- [What is needed]
In every one of the lines below, replace "photo" with "image" and write the lines out again with nothing else changed. Leave the pictures out of your answer.

- [Exercise inputs]
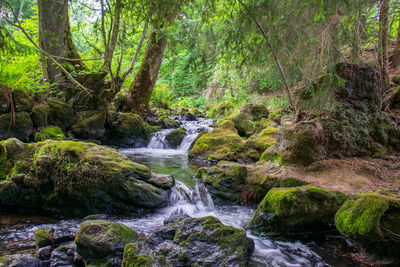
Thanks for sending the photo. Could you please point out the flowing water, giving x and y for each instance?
(188, 197)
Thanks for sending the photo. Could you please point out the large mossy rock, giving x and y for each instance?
(225, 181)
(75, 179)
(168, 123)
(61, 114)
(222, 143)
(90, 126)
(22, 129)
(129, 129)
(40, 115)
(98, 241)
(297, 209)
(50, 132)
(193, 242)
(373, 219)
(22, 101)
(175, 137)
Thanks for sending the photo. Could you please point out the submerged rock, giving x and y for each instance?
(192, 242)
(297, 209)
(175, 137)
(373, 219)
(98, 240)
(75, 179)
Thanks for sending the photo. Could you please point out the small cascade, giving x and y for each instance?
(193, 129)
(158, 141)
(192, 202)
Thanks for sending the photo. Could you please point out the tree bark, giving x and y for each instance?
(55, 39)
(396, 53)
(145, 80)
(384, 43)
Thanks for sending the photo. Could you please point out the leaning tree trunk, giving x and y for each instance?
(384, 43)
(55, 38)
(396, 53)
(145, 80)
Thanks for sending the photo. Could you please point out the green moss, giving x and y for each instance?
(369, 218)
(62, 114)
(219, 144)
(22, 101)
(292, 209)
(175, 137)
(40, 115)
(132, 259)
(99, 239)
(43, 237)
(50, 132)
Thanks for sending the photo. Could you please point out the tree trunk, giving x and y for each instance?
(384, 43)
(55, 38)
(145, 80)
(396, 53)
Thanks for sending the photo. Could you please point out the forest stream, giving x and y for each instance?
(188, 197)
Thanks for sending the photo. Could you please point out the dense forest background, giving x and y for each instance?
(214, 50)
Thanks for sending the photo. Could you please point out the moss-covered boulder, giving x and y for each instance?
(22, 129)
(373, 219)
(256, 144)
(91, 125)
(22, 101)
(61, 114)
(192, 242)
(76, 178)
(168, 123)
(257, 111)
(97, 240)
(40, 115)
(297, 209)
(127, 128)
(224, 181)
(222, 143)
(132, 257)
(175, 137)
(50, 132)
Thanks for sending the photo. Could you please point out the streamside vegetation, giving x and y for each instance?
(304, 97)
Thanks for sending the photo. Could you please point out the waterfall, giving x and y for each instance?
(193, 129)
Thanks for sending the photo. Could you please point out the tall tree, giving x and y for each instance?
(163, 15)
(55, 39)
(384, 43)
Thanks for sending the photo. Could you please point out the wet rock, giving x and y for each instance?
(168, 123)
(222, 143)
(175, 137)
(44, 238)
(97, 240)
(63, 255)
(44, 253)
(40, 115)
(90, 126)
(20, 260)
(224, 181)
(297, 209)
(372, 219)
(76, 178)
(193, 241)
(190, 116)
(61, 114)
(50, 132)
(22, 130)
(164, 181)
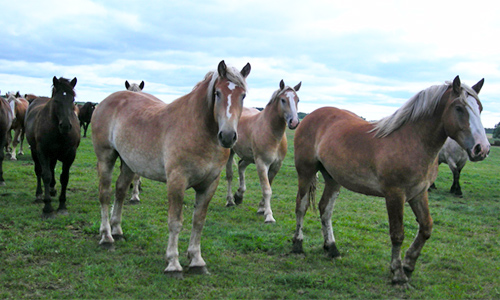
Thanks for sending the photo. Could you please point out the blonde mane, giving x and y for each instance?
(421, 105)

- [Solution below]
Thanks for sending the image. Could you please point out the flowing water, giving x and y for each instance?
(188, 197)
Thanks for sending the image. Could you please point out the large mossy rock, giving x and y for each instance?
(225, 181)
(75, 179)
(168, 123)
(61, 114)
(222, 143)
(90, 126)
(22, 129)
(129, 129)
(40, 115)
(98, 241)
(297, 209)
(50, 132)
(193, 242)
(373, 219)
(22, 101)
(175, 137)
Thanks for sending the image. Could you please point out the submerged rock, giving x and y for each instance?
(192, 242)
(297, 209)
(175, 137)
(373, 219)
(98, 240)
(75, 179)
Thanks for sending the image. Could you please point out the small cascade, giving x and y for each instance?
(193, 129)
(158, 141)
(192, 202)
Thanks for sending the image. Could you please point out the tree bark, giving x and y for each instance?
(55, 39)
(396, 53)
(145, 80)
(384, 43)
Thanks for sending the image. Could you please point out the leaning tree trunk, giving x and y for each instance?
(384, 43)
(55, 38)
(396, 53)
(145, 80)
Thanks for sending the image. Could you please point out the green moss, giving x and y for each instance?
(369, 218)
(62, 114)
(219, 144)
(22, 101)
(292, 209)
(175, 137)
(40, 115)
(132, 259)
(99, 239)
(43, 237)
(50, 132)
Thanks for sending the image. Could you please point out the tree trunk, giving x and y for each instance?
(384, 43)
(55, 38)
(145, 80)
(396, 53)
Thanks for sending the image. Could you please point out the forest stream, giving x and y for each instance?
(188, 197)
Thanks for sending the image. Could you please point out the dense forest background, giving x and y for each instance?
(214, 50)
Thanks for sending the image. Could you please point out the moss-covered boulder, giving x and y for each instance?
(22, 129)
(373, 219)
(256, 144)
(91, 125)
(22, 101)
(61, 114)
(192, 242)
(76, 178)
(168, 123)
(257, 111)
(97, 240)
(40, 115)
(297, 209)
(127, 128)
(224, 181)
(222, 143)
(132, 257)
(175, 137)
(50, 132)
Thanks for sending the image. Could you please point out the streamside vegetation, giving x and y for each instance?
(304, 97)
Thanks for sending the image. Could you please point out the waterfall, giving x and y for each instance?
(193, 129)
Thanks for sending the image. Could you please point out the tall tree, giving x and y for each instance?
(163, 15)
(55, 39)
(384, 43)
Thanks for sending the image. Could you please point out the wet rock, giving x and y for each instance?
(168, 123)
(222, 143)
(175, 137)
(44, 238)
(97, 240)
(63, 255)
(44, 253)
(40, 115)
(90, 126)
(20, 260)
(224, 181)
(297, 209)
(372, 219)
(76, 178)
(193, 241)
(190, 116)
(61, 114)
(50, 132)
(22, 130)
(164, 181)
Thanks for sending the image. Could you please point out the blonde mane, giving x and y for each instance?
(421, 105)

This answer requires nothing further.